Tener suficientes hijos para evitar el declive de la población no tiene nada que ver con el derecho a fanfarronear o el nacionalismo pasado de moda.
Más bien, su importancia radica en lo que los demógrafos llaman estructura de población, y más específicamente, con asegurarse que siempre haya suficientes jóvenes ingresando a espacios de trabajo para sostener un pacto social construido en torno al apoyo garantizado para los adultos mayores en la jubilación.
El enfrentamiento en curso de Francia entre los manifestantes callejeros, los partidos de la oposición y el presidente Emmanuel Macron se puede ver de innumerables maneras, desde las deficiencias democráticas que algunos han denunciado en una constitución que concentra el poder excesivo en una presidencia casi monárquica, a la espantosa violencia empleada por la policía en su intento de restaurar el orden en las calles y reprimir las protestas.
Sin embargo, se mire como se mire, una realidad inevitable se destaca: Francia simplemente necesita más personas en edad laboral o que las personas trabajen más tiempo para financiar el tipo de beneficios de jubilación que sus ciudadanos han llegado a considerar como su derecho de nacimiento.
Y aunque las manifestaciones superficiales y las tensiones políticas y sociales se desarrollaran de manera diferente, en cada sociedad occidental rica donde las tasas de fertilidad están en retroceso y las personas ya viven mucho más que cuando se diseñaron los sistemas de jubilación actuales, aquí y allá, en esta parte económicamente privilegiada de el mundo, el problema básico —necesitar más trabajadores o que la gente trabaje más— es muy similar.
A pesar de la declaración del abogado italiano citada en la parte superior de esta columna acerca de que todos necesitan buscar posibles soluciones, en la mayoría de los países ricos, que están comenzando a experimentar la gravedad de su enigma demográfico, pocos buscan los lugares más obvios para alivio de los inminentes problemas fiscales que traerán esos cambios drásticos en la estructura de la población.

◆ ◆ ◆ ◆ ◆

### Consignas
1. Reescribe como una lista JSON de cadenas solo el tramo del listado que va desde la línea que contiene "Put a dot on every instance of the outstretched" hasta la que contiene "<point>449,49</point>", ambas incluidas. Cada línea será una cadena y se omitirán las líneas en blanco.
2. Prolonga el texto sobre el envejecimiento de la población y las jubilaciones en los países ricos a partir de su última oración.

◆ ◆ ◆ ◆ ◆

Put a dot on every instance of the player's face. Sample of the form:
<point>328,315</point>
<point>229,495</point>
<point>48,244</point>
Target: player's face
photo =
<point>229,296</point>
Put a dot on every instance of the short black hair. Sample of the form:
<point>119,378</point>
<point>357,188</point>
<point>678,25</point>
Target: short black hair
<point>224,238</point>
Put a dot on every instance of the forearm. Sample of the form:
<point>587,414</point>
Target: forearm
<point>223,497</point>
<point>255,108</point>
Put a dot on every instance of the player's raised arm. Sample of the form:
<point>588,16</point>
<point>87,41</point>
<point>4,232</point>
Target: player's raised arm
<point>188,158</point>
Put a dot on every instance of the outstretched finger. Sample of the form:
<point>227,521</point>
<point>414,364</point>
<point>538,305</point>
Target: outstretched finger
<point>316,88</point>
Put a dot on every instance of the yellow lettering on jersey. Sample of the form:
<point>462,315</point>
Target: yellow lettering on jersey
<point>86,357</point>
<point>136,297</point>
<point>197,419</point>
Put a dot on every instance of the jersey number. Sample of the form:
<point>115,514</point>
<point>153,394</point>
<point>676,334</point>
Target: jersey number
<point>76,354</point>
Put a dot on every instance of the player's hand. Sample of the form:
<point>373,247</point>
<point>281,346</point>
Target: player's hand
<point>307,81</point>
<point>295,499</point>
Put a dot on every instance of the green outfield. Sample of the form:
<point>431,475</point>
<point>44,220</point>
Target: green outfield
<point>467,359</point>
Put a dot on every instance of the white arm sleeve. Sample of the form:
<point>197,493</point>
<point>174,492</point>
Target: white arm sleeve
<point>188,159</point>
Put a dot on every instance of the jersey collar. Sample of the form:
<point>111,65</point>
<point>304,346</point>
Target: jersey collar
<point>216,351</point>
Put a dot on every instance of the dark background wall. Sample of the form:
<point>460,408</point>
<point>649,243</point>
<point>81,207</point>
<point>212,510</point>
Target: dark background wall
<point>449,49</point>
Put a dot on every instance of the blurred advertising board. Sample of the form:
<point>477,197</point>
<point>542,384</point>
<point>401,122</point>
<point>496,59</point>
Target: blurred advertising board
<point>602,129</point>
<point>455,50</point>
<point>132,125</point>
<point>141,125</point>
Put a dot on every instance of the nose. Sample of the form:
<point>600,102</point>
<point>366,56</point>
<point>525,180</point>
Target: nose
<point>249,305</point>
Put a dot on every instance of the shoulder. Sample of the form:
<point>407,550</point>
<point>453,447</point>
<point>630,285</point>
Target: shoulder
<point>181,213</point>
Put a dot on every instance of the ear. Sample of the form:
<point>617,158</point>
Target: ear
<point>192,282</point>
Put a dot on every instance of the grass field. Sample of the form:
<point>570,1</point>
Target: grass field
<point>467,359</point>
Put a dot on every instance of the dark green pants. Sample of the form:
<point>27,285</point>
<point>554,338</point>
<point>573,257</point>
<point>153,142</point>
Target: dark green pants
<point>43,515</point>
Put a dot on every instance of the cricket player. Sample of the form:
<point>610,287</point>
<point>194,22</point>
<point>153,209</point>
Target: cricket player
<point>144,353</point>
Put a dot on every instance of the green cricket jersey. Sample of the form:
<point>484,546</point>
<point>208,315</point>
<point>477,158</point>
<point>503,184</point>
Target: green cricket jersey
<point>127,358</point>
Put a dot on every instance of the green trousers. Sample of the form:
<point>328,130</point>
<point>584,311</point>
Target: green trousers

◆ ◆ ◆ ◆ ◆

### Resultados
1.
[
  "Put a dot on every instance of the outstretched finger. Sample of the form:",
  "<point>227,521</point>",
  "<point>414,364</point>",
  "<point>538,305</point>",
  "Target: outstretched finger",
  "<point>316,88</point>",
  "Put a dot on every instance of the yellow lettering on jersey. Sample of the form:",
  "<point>462,315</point>",
  "Target: yellow lettering on jersey",
  "<point>86,357</point>",
  "<point>136,297</point>",
  "<point>197,419</point>",
  "Put a dot on every instance of the jersey number. Sample of the form:",
  "<point>115,514</point>",
  "<point>153,394</point>",
  "<point>676,334</point>",
  "Target: jersey number",
  "<point>76,354</point>",
  "Put a dot on every instance of the player's hand. Sample of the form:",
  "<point>373,247</point>",
  "<point>281,346</point>",
  "Target: player's hand",
  "<point>307,81</point>",
  "<point>295,499</point>",
  "Put a dot on every instance of the green outfield. Sample of the form:",
  "<point>431,475</point>",
  "<point>44,220</point>",
  "Target: green outfield",
  "<point>467,359</point>",
  "Put a dot on every instance of the white arm sleeve. Sample of the form:",
  "<point>197,493</point>",
  "<point>174,492</point>",
  "Target: white arm sleeve",
  "<point>188,159</point>",
  "Put a dot on every instance of the jersey collar. Sample of the form:",
  "<point>111,65</point>",
  "<point>304,346</point>",
  "Target: jersey collar",
  "<point>216,351</point>",
  "Put a dot on every instance of the dark background wall. Sample of the form:",
  "<point>460,408</point>",
  "<point>649,243</point>",
  "<point>81,207</point>",
  "<point>212,510</point>",
  "Target: dark background wall",
  "<point>449,49</point>"
]

2.
De hecho, ese es el mensaje común que se puede destilar de las historias sobre robots de cuidado y trabajadores de 14 años: las personas en las sociedades occidentales ricas harán todo lo posible para evitar la solución más humana y fácilmente disponible, que implica un constante y sustancial aumento de la inmigración desde partes del mundo donde los jóvenes están ansiosos por aprender y trabajar, gente con décadas de vida productiva por delante.
La inmigración, de hecho, mata dos pájaros de un tiro: trae a miles de millones de humanos al ruedo de la economía global, con la posibilidad de construir seguridad económica y mejoras para ellos mismos, y al mismo tiempo contribuye a la estabilidad financiera y la prosperidad general de los lugares a los que migran.
Aquí entra en juego una fea paradoja. La parte del mundo que ofrece las mayores reservas de esa mano de obra joven, enérgica y ambiciosa, que es Áfric, es la que suscita mayor aversión entre los ricos.
El continente situado inmediatamente al sur de Europa y origen de más de una décima parte de la población actual de los Estados Unidos, tiene una edad media de apenas 19,7 años, lo cual significa que está dominado por completo precisamente por lo que el viejo mundo rico carece cada vez más: juventud.
Sin embargo, durante una visita que hice a Bruselas la primavera pasada, un intelectual belga liberal me dijo: “Temo que la amenaza de la inmigración de África lleve a la gente aquí al extremismo. Harán cualquier cosa para evitar ser inundados por africanos, y aunque me opongo al extremismo, los entiendo completamente”.
Pero, en un mundo donde un número abrumadoramente desproporcionado de jóvenes son africanos, la pregunta que enfrentarán cada vez más los europeos —y, de hecho, todos los occidentales— es si aferrarse a identidades propias profundamente ligadas a la raza (o, para ser más explícitos, a la blancura de la piel) es más importante que el crecimiento económico y la prosperidad; o competir con la obsesión del día (China); o poder jubilarse con una pensión; o, en última instancia incluso la supervivencia económica de sus países.
Tarde o temprano, preguntas como estas se volverán inevitables. Sin embargo, hay otra forma de enmarcarlas que puede ser útil.
Durante los cuatro siglos de la trata transatlántica de esclavos, el comercio masivo de personas traídas encadenadas desde África se justificó sobre la base de que no eran completamente humanos.
En los Estados Unidos, la era en la que las personas de ascendencia africana eran tratadas legalmente como menos que humanos todavía está en la memoria viva.
En el futuro, ¿podrán los europeos y estadounidenses ricos superar su aversión hacia los africanos, quienes pueden tener la clave de su salvación económica, y aceptarlos como sus iguales humanos?
Como le dije a mi amigo belga, su futuro dependerá de ello.